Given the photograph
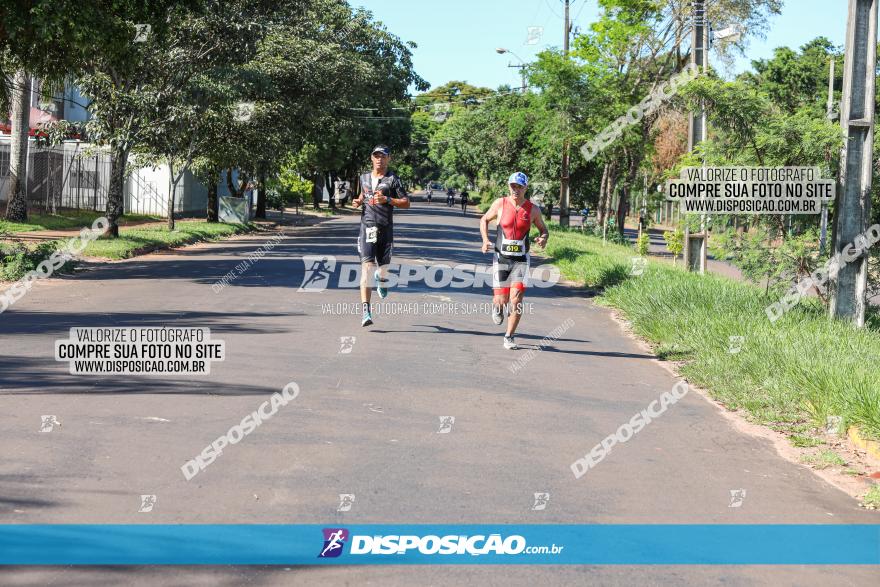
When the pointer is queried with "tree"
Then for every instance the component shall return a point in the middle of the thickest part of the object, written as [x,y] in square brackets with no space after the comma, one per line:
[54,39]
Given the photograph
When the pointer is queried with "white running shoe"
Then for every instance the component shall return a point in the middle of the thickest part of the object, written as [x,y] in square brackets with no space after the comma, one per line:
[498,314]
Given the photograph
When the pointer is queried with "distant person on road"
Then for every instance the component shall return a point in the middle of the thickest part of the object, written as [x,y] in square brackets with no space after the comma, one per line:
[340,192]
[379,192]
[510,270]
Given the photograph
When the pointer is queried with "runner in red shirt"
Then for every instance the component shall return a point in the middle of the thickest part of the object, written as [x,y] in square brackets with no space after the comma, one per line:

****

Every line above with the word "pointer" is to be copied out.

▶ Solution
When the pointer is queried with "tree"
When the pointer is queried with "white running shoe"
When the pointer is queried with "distant person on road"
When the pointer is queried with "runner in red shirt"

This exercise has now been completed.